Although the article 50 was triggered and in 2 years time Great Britain will no longer be part of EU; General Data Protection Regulation is still relevant. The new data protection laws ensure the same privacy rights across the EU member states – and regardless of where their data is processed.
Firstly, GDPR is not something that only EU member states should follow but applies to organisations that are not located within the EU but offer goods, services or behaviour monitoring of data subjects in the EU. As a result, everyone who collects and process data of EU citizens must implement the new measures and be able to demonstrate the compliance.
Secondly, the UK government has confirmed that the GDPR regulation will be applied regardless of Brexit.
So, what are the most significant changes?
- Personal Data definition is more detailed and wider, for example, it includes online identifiers (e.g., IP, cookies). Additionally, personal data that has been pseudonymised also may fall into GDPR. Sensitive personal data now includes biometric and genetic data.
- Getting a valid consent to process data from the user will be much harder. It will have to be written in easy to understand language and be clear what they will do with that information. The thing to remember is that silence or inactivity doesn’t mean ‘yes’.
- The user has a right to take his data with him (when moving to competition on closing account).
- When the data breach occurs, authorities must be informed within 72 hours. It’s already a law in Netherlands – now it will apply everywhere.
- Privacy Impact Assesment will be mandatory. And it should be done before a project which involves personal information even starts.
- Some organisations will have to have Data Protection Officer. That depends on a size of the organisation and how much personal data it deals with.
- Right to be forgotten. There are six conditions under which companies have to remove personal data without delay.
- Data protection will no longer be a sole responsibility of controllers; it will also be processors responsibility.
- Data protection by design and by default. Every system will have to be designed with data protection in mind.
- One stop shop for supervisory authorities in Europe will be introduced. That means that any European data protection authority will be able to take action against company anywhere in the world.

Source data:
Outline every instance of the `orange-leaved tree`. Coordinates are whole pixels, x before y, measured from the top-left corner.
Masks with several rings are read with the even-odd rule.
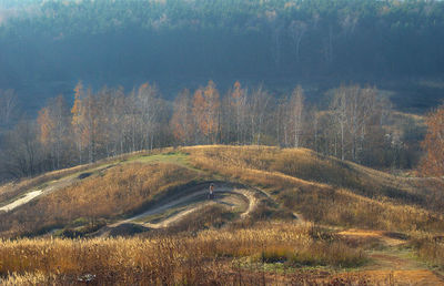
[[[204,89],[198,89],[193,98],[193,115],[200,133],[208,143],[215,143],[219,132],[219,91],[213,81]]]
[[[426,154],[420,168],[423,175],[444,176],[444,105],[427,115],[427,134],[422,146]]]
[[[190,91],[184,89],[174,100],[174,112],[170,121],[170,127],[174,139],[182,144],[190,144],[194,134],[192,119],[192,102]]]

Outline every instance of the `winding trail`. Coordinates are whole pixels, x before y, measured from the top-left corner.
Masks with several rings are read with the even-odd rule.
[[[29,192],[28,194],[26,194],[24,196],[13,201],[12,203],[4,205],[2,207],[0,207],[0,212],[10,212],[12,210],[14,210],[18,206],[21,206],[30,201],[32,201],[34,197],[40,196],[43,193],[42,190],[38,190],[38,191],[33,191],[33,192]]]
[[[112,229],[128,224],[135,224],[148,228],[165,228],[180,222],[186,215],[198,212],[208,205],[222,205],[240,213],[240,218],[246,218],[258,206],[261,197],[266,197],[261,191],[234,186],[230,183],[219,183],[214,192],[214,200],[208,200],[208,185],[200,184],[183,188],[181,193],[169,201],[160,202],[148,211],[108,225],[99,231],[98,235],[109,236]],[[172,213],[171,213],[172,212]]]
[[[40,187],[40,188],[38,187],[39,190],[36,190],[36,187],[30,188],[30,190],[34,190],[34,191],[28,192],[24,195],[21,194],[16,200],[13,200],[11,203],[0,207],[0,212],[7,212],[7,213],[11,212],[14,208],[17,208],[21,205],[24,205],[39,196],[47,195],[47,194],[50,194],[58,190],[61,190],[63,187],[70,186],[72,184],[74,184],[75,182],[79,182],[85,177],[93,176],[93,172],[101,172],[101,171],[109,168],[110,166],[112,166],[112,165],[100,166],[100,167],[91,168],[89,171],[78,172],[78,173],[74,173],[71,175],[67,175],[64,177],[48,182],[44,187]],[[88,175],[82,177],[82,175],[84,175],[84,174],[88,174]]]

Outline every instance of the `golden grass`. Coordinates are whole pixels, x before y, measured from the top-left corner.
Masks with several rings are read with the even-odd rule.
[[[183,152],[190,154],[195,167],[268,190],[282,205],[310,221],[385,231],[444,229],[442,214],[405,203],[414,194],[403,187],[403,182],[397,184],[389,174],[321,157],[312,151],[196,146]],[[393,194],[386,196],[381,190]]]
[[[196,173],[174,164],[131,163],[103,171],[1,214],[3,236],[64,226],[77,218],[111,218],[135,211],[165,190],[186,184]]]

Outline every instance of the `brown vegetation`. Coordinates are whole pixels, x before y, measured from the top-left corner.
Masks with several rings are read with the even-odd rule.
[[[141,208],[155,195],[196,178],[173,164],[123,164],[0,214],[3,236],[64,226],[78,218],[111,218]]]
[[[268,190],[310,221],[386,231],[444,229],[444,218],[426,210],[425,198],[408,205],[416,193],[402,178],[382,172],[322,159],[307,150],[196,146],[183,151],[196,167]]]
[[[365,262],[363,252],[335,238],[313,238],[311,229],[311,225],[260,224],[235,232],[205,231],[196,237],[3,241],[0,277],[10,273],[19,276],[10,276],[10,283],[28,277],[43,284],[90,277],[100,284],[120,285],[221,285],[243,278],[258,285],[263,278],[271,280],[263,265],[278,256],[287,266]],[[296,277],[290,272],[285,278]]]

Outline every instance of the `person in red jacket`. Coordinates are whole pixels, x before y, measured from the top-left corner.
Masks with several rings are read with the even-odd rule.
[[[209,198],[213,200],[214,198],[214,184],[210,184],[210,190],[209,190]]]

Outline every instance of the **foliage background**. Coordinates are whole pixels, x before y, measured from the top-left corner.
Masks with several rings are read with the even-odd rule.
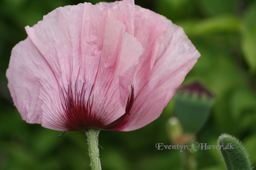
[[[90,1],[93,4],[98,0]],[[0,170],[89,170],[83,132],[62,132],[22,120],[7,88],[6,70],[12,48],[27,37],[24,27],[55,8],[79,0],[0,0]],[[227,133],[244,144],[256,167],[256,1],[135,0],[135,4],[182,26],[201,54],[183,84],[200,80],[216,95],[209,119],[198,142],[216,144]],[[159,119],[128,132],[102,131],[102,169],[180,170],[179,150],[157,150],[172,144],[166,131],[173,115],[175,96]],[[216,150],[199,150],[199,170],[223,170]]]

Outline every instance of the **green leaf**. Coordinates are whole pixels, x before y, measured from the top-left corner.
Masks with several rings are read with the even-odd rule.
[[[197,36],[219,32],[238,32],[240,21],[235,15],[225,14],[200,21],[185,20],[177,24],[183,28],[188,36]]]
[[[256,71],[256,3],[245,14],[241,27],[241,48],[250,71]]]

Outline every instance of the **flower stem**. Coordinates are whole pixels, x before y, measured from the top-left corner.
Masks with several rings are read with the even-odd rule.
[[[101,170],[99,153],[99,129],[90,129],[85,131],[88,142],[88,150],[92,170]]]

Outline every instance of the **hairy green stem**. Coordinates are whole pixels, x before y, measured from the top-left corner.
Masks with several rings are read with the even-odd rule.
[[[223,134],[218,139],[221,150],[227,170],[251,170],[252,167],[248,155],[242,144],[236,138]]]
[[[99,129],[90,129],[85,131],[88,142],[88,150],[92,170],[101,170],[99,153]]]

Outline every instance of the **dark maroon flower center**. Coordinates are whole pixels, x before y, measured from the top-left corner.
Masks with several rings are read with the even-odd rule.
[[[84,84],[84,86],[85,86]],[[79,131],[84,130],[88,128],[109,128],[119,123],[128,114],[129,114],[134,98],[132,86],[127,101],[125,114],[115,121],[106,125],[103,123],[104,120],[96,117],[96,113],[92,110],[94,97],[93,93],[93,86],[90,88],[89,91],[84,86],[80,91],[77,91],[77,87],[75,86],[76,91],[75,93],[72,90],[71,85],[69,85],[68,89],[61,89],[61,102],[64,110],[63,116],[66,120],[65,125],[69,130]],[[89,97],[85,97],[86,93],[89,94]]]

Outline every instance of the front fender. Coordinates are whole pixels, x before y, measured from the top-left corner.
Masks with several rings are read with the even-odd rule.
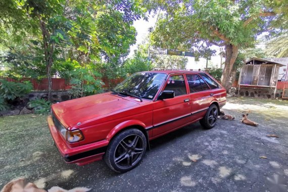
[[[126,121],[123,122],[116,126],[114,127],[111,131],[106,136],[106,140],[110,141],[111,138],[115,134],[116,134],[120,131],[123,129],[127,127],[129,127],[133,125],[138,125],[140,126],[143,128],[146,127],[146,125],[144,123],[137,120],[130,120],[128,121]]]

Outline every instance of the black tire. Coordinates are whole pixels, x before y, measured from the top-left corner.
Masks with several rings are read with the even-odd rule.
[[[130,171],[143,159],[147,145],[146,137],[140,130],[135,128],[125,130],[111,140],[104,160],[114,171]]]
[[[204,117],[200,121],[201,125],[206,129],[213,128],[218,120],[218,112],[217,107],[214,104],[211,105]]]

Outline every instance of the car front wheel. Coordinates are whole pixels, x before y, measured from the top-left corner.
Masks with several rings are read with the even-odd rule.
[[[206,129],[211,129],[215,125],[218,117],[218,108],[212,104],[208,108],[204,117],[200,120],[200,124]]]
[[[143,159],[147,142],[145,135],[139,130],[126,130],[111,140],[105,154],[105,162],[116,172],[129,171]]]

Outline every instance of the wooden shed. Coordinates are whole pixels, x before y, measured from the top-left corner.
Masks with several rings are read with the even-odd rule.
[[[253,58],[241,69],[239,76],[238,92],[241,87],[274,88],[276,92],[280,63]]]

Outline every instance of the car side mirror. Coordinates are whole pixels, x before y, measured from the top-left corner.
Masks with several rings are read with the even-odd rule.
[[[164,100],[165,99],[174,98],[174,93],[173,90],[163,90],[158,97],[158,100]]]

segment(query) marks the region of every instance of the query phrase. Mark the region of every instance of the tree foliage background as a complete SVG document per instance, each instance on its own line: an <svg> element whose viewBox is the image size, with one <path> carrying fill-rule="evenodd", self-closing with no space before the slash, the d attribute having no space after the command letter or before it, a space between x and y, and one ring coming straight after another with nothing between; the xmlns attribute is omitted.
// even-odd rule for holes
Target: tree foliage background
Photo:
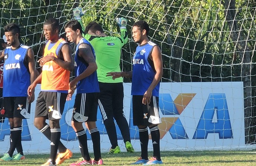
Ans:
<svg viewBox="0 0 256 166"><path fill-rule="evenodd" d="M76 7L87 10L84 26L96 21L108 35L119 35L114 20L124 17L130 39L122 49L121 67L128 71L137 46L131 27L145 20L150 38L162 50L162 82L243 82L245 143L255 143L255 6L249 0L5 0L0 2L0 30L2 36L7 24L18 23L23 43L32 46L36 60L42 55L43 25L49 18L59 19L65 38L63 27Z"/></svg>

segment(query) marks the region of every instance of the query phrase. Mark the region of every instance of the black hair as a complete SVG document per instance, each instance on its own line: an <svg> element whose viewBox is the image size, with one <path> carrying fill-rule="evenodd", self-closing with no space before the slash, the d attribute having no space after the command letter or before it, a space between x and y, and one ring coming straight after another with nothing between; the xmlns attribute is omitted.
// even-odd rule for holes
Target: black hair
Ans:
<svg viewBox="0 0 256 166"><path fill-rule="evenodd" d="M143 30L146 30L146 34L147 36L148 35L148 32L149 32L149 27L148 24L145 21L139 21L134 23L132 25L133 27L137 27L138 29L140 30L141 32L142 32Z"/></svg>
<svg viewBox="0 0 256 166"><path fill-rule="evenodd" d="M70 20L64 26L64 29L67 28L69 28L74 31L76 31L78 29L80 30L81 34L83 33L81 24L76 20Z"/></svg>
<svg viewBox="0 0 256 166"><path fill-rule="evenodd" d="M15 23L10 23L6 25L4 28L4 32L11 32L13 35L18 34L20 36L20 27Z"/></svg>

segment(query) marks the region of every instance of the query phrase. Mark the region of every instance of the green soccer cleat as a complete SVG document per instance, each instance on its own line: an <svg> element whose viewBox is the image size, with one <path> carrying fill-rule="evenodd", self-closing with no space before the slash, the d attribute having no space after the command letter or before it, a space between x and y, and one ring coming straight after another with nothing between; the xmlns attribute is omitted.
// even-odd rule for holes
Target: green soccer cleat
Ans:
<svg viewBox="0 0 256 166"><path fill-rule="evenodd" d="M13 160L13 158L10 156L8 153L4 154L4 156L0 159L0 161L10 161Z"/></svg>
<svg viewBox="0 0 256 166"><path fill-rule="evenodd" d="M13 156L13 160L21 160L25 159L25 156L22 156L20 153L19 153Z"/></svg>
<svg viewBox="0 0 256 166"><path fill-rule="evenodd" d="M115 149L110 148L110 150L109 152L108 153L108 154L116 154L119 153L121 152L121 151L120 150L120 148L118 146L117 146Z"/></svg>
<svg viewBox="0 0 256 166"><path fill-rule="evenodd" d="M133 149L132 144L129 141L126 141L125 142L125 148L127 152L129 153L134 153L134 149Z"/></svg>

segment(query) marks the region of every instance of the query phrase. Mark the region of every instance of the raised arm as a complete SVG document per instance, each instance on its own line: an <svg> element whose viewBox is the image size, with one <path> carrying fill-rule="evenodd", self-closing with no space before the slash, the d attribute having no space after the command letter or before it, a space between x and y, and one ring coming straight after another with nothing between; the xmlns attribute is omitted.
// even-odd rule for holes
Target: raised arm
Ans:
<svg viewBox="0 0 256 166"><path fill-rule="evenodd" d="M82 35L84 37L85 35L84 33L85 27L83 27L83 23L82 22L81 17L86 12L86 11L82 11L82 8L81 7L76 7L73 10L74 18L78 21L82 26L82 30L83 31Z"/></svg>
<svg viewBox="0 0 256 166"><path fill-rule="evenodd" d="M128 42L128 35L126 26L127 24L127 20L123 17L117 18L116 21L117 25L120 28L120 32L121 34L120 39L122 44L122 46Z"/></svg>

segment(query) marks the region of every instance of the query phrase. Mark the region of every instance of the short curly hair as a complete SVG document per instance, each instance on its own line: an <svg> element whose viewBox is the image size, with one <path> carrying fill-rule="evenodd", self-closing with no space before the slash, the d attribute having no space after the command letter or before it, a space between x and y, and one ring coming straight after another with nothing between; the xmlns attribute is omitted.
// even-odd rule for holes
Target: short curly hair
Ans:
<svg viewBox="0 0 256 166"><path fill-rule="evenodd" d="M149 27L148 23L145 21L141 20L136 22L132 25L132 27L138 27L141 32L142 32L143 30L146 30L146 35L147 36L148 35Z"/></svg>
<svg viewBox="0 0 256 166"><path fill-rule="evenodd" d="M20 27L17 24L14 23L10 23L5 25L4 28L4 32L11 32L13 35L18 34L19 36L20 36Z"/></svg>

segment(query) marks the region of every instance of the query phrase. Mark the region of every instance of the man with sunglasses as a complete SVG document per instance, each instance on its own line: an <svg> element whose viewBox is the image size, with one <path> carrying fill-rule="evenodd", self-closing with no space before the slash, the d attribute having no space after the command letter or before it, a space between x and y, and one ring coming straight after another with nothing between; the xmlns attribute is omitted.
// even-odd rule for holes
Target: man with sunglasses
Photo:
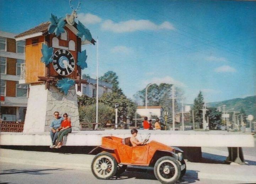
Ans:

WHAT THIS EXERCISE ASKS:
A) Rewrite the GDPR article starting with "Secondly, the UK" and going on through "doesn’t mean ‘yes’.", replacing "online identifiers" with "digital identifiers".
B) Continue the article on GDPR and Brexit from its last sentence onward.
The source data is separate from the GDPR article.

ANSWERS TO EACH TASK:
A)
Secondly, the UK government has confirmed that the GDPR regulation will be applied regardless of Brexit.
So, what are the most significant changes?
- Personal Data definition is more detailed and wider, for example, it includes digital identifiers (e.g., IP, cookies). Additionally, personal data that has been pseudonymised also may fall into GDPR. Sensitive personal data now includes biometric and genetic data.
- Getting a valid consent to process data from the user will be much harder. It will have to be written in easy to understand language and be clear what they will do with that information. The thing to remember is that silence or inactivity doesn’t mean ‘yes’.

B)
- All it is enforced with fines of up to €20m or 4% of group annual global turnover.
The fines are high, and the deadlines are short. The regulation comes into effect on 25 May 2018.
The sheer size and diversity of the data stored and processed by many organisations make the challenge a daunting one. In the most simplistic terms, the key implication is that every company must fully understand what personal data it holds. It sounds simple but trust me it’s not. For example, do you even know where and how IP addresses are stored and processed in your organisation? You may find it in various places, stored on web servers, load balancers, proxies, backups, firewalls, IDS/IPS devices, CDNs, various log files, analytics software, advertising, databases, warehouses, data lakes, reporting systems, etc…
There is also a need for organisation-wide data-protection policies, strict access controls, rigorous governance schemes, maintaining auditable records, annual data protection audits. Finally, a rapid detection and reporting of data breaches, and the most important one the ability to find, report, modify or remove personal data on request and within prescribed time limits. Most data processing systems have not been designed to do this. There is rarely a centralised catalogue of all the data stored across all systems. The Big Data mantra used to say “store everything forever” or never delete anything just set a flag “deleted“.
With so many data breaches we need better protection. It’s not an easy task, and there’s a lot of work ahead. What’s important that we all do our best to secure this data.
Because it’s our data and we should care!